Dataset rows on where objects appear

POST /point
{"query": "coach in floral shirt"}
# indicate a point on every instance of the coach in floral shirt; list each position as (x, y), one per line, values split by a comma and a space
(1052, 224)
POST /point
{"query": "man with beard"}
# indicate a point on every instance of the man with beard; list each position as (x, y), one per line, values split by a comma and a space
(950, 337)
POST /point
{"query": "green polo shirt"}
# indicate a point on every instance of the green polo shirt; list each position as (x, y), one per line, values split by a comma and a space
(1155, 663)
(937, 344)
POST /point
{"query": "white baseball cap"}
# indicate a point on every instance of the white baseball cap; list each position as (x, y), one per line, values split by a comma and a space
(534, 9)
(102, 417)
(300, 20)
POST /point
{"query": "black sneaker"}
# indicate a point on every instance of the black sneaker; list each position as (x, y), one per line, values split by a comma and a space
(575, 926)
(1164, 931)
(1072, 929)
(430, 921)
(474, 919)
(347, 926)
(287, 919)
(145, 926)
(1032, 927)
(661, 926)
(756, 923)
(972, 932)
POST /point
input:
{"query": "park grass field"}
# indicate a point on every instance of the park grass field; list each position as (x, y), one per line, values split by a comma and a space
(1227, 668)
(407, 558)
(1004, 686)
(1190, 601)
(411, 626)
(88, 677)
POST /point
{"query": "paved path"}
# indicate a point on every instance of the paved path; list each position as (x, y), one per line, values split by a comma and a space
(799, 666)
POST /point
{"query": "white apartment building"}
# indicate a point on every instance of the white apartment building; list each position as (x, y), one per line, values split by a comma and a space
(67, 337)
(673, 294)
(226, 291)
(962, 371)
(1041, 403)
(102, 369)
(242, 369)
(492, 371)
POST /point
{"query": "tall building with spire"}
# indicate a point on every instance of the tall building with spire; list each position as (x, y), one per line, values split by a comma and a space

## [Task requirements]
Every line of the data above should be copied exactly.

## [Reply to the task]
POST /point
{"query": "coach in floral shirt"}
# indicate a point on every instance of the coach in floral shirt; list each position as (x, y), one per line, values split by a comma and a space
(1052, 224)
POST /point
{"query": "man with beard"}
# indicate a point on every instance of the man with beard; list each position as (x, y), one per line, values split by a comma and a space
(950, 337)
POST /point
{"query": "green polo shirt"}
# indicate a point on every instance of the green polo shirt; list each position as (x, y), one per line, values split by a comma and a space
(1155, 663)
(937, 344)
POST /point
{"query": "white baseball cap"}
# indicate a point on every instance of the white baseball cap; list each position as (x, y), one per line, values split by a comma and a space
(534, 9)
(102, 417)
(300, 20)
POST /point
{"query": "black sneaker"}
# indicate a point on every instance of the black sneaker; list each position as (x, y), one per line, values split by a comma and a space
(575, 926)
(1164, 931)
(1072, 929)
(430, 921)
(474, 919)
(347, 926)
(287, 919)
(145, 926)
(1032, 927)
(661, 926)
(756, 923)
(972, 932)
POST /point
input:
{"query": "park grass field"}
# indicate a point on every instance of the park grass field; list each position as (x, y), one per line, values split by a comma and a space
(1227, 668)
(407, 558)
(1004, 686)
(1190, 601)
(411, 626)
(88, 677)
POST /point
{"query": "paved path"}
# indicate a point on every instance of the paved path; list each position as (x, y), one per line, values split by a comma and a space
(799, 666)
POST /point
{"query": "white apartment building"}
# indicate a point on every instance of the white apartment building; list each position as (x, y), one per line, values split by a comma and a space
(67, 337)
(673, 294)
(226, 291)
(962, 371)
(1041, 403)
(102, 369)
(242, 369)
(492, 371)
POST /point
{"query": "tall building with spire"}
# indicate a point on every instance of the tall building with spire; list each position as (x, y), one per line, values split by a comma and a space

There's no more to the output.